— Start Rows —

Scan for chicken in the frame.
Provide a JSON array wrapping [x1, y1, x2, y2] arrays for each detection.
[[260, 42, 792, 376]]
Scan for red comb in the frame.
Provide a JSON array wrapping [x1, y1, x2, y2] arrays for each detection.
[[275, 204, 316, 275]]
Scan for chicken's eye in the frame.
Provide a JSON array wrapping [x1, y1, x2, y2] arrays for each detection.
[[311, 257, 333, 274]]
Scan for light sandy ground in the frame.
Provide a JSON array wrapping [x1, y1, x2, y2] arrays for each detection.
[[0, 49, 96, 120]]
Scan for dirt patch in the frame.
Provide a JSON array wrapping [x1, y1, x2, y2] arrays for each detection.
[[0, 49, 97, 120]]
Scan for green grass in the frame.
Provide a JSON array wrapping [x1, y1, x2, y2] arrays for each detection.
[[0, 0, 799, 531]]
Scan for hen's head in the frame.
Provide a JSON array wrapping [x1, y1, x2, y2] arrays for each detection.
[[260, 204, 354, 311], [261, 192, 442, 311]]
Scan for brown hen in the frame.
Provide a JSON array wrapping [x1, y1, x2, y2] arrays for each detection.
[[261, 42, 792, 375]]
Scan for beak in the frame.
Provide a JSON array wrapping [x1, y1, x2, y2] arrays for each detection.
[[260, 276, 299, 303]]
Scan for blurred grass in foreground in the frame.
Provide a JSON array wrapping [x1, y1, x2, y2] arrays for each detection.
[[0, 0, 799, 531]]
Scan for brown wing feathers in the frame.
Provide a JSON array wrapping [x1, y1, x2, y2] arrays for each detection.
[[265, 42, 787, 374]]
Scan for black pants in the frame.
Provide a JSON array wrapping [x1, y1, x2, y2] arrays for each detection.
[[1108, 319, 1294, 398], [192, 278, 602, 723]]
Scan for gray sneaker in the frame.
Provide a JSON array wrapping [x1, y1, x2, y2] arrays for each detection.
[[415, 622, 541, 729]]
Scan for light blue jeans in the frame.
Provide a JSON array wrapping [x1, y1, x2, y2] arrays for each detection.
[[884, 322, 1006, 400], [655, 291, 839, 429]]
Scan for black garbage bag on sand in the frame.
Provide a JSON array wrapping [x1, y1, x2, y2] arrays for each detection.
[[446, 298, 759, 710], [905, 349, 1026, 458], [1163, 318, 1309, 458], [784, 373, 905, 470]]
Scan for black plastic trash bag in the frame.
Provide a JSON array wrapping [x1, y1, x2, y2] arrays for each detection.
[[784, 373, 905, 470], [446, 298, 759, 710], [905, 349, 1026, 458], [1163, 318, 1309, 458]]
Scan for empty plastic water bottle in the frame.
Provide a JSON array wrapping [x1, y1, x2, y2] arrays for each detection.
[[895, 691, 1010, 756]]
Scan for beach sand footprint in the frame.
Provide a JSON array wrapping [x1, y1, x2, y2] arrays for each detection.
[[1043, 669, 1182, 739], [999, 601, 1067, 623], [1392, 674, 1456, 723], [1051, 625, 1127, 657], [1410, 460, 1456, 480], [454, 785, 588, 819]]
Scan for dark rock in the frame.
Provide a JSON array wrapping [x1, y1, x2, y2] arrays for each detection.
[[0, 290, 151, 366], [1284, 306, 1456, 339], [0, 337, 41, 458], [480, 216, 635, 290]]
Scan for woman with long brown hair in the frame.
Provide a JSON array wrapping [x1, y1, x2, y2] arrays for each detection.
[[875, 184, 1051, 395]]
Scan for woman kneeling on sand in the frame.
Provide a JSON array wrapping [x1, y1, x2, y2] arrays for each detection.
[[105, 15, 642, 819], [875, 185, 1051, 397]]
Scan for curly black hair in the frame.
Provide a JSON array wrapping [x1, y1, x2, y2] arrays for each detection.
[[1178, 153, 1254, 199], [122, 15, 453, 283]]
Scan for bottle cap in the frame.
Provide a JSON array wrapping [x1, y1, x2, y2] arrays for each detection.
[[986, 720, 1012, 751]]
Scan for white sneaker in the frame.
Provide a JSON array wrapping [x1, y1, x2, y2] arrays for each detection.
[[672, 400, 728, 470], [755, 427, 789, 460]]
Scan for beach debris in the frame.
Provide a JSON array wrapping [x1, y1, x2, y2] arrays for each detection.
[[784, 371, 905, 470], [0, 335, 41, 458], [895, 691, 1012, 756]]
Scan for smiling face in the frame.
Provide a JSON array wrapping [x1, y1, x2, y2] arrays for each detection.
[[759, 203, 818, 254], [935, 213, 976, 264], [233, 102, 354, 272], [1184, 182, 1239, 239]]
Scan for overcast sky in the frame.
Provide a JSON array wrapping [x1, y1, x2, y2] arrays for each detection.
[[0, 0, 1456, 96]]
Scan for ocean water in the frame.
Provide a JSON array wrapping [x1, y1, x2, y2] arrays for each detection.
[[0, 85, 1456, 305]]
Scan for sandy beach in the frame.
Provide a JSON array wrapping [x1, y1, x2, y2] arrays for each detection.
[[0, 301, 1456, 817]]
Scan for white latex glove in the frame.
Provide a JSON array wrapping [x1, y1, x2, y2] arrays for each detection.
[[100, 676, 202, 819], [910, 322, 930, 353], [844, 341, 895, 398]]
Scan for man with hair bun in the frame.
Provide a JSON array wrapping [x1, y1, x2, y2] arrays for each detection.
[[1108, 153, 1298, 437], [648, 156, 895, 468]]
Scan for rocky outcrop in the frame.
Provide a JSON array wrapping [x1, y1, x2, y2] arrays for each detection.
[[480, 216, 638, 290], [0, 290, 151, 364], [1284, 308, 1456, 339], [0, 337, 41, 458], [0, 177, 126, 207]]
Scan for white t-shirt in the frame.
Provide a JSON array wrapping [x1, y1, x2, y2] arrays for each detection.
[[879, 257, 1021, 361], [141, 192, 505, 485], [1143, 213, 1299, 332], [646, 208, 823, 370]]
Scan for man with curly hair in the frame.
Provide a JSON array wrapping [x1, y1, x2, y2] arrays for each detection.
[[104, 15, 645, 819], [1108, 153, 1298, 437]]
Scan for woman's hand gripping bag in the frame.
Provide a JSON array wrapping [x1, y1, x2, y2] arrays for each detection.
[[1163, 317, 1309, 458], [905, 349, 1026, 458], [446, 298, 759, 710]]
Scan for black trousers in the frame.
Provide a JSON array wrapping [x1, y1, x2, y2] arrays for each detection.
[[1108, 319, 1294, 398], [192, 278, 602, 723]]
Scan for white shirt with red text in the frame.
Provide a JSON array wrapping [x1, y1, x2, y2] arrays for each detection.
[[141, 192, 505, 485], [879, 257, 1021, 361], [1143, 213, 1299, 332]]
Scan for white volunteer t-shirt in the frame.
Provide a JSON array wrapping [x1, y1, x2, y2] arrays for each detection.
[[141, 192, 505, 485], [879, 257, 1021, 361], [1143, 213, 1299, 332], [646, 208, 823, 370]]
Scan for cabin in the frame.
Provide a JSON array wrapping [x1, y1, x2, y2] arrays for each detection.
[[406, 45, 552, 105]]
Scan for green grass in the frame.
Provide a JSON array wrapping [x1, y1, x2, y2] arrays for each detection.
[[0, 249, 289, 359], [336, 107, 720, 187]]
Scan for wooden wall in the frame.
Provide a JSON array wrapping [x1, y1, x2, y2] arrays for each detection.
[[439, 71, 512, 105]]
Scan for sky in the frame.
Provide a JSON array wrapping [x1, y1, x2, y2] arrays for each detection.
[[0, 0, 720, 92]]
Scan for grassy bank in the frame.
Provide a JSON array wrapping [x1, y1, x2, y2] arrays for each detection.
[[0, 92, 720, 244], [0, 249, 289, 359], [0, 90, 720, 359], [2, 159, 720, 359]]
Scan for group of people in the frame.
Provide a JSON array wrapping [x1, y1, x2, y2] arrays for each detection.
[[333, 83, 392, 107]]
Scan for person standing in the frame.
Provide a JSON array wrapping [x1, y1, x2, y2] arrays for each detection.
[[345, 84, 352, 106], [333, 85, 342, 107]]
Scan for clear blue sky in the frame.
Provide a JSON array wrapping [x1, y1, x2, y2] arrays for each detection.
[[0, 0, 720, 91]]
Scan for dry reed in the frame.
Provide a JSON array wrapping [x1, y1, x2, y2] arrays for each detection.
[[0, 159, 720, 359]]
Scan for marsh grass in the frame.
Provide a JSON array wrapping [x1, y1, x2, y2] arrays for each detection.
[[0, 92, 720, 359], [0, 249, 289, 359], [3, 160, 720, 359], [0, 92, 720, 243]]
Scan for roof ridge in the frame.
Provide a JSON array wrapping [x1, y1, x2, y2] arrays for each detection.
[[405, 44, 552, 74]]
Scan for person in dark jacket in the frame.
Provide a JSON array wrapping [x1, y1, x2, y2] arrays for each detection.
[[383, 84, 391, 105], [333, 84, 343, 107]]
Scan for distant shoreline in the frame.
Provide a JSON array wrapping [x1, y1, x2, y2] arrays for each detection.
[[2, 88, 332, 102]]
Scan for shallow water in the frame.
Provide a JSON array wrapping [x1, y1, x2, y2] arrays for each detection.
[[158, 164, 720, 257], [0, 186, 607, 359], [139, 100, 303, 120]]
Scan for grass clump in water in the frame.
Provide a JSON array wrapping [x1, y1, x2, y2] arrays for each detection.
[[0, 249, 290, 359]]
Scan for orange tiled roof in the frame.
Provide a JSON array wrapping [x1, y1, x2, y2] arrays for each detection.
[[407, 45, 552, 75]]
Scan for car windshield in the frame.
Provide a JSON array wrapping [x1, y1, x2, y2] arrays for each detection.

— End Rows —

• Instruction
Copy the entries from the line containing "Scan for car windshield in the frame." through the end, putting "rear window" in place of "windshield" and leaving everything else unchanged.

• Complete response
Scan for car rear window in the frame.
Provide a JSON array wrapping [x1, y1, x2, y2] arrays for each detection.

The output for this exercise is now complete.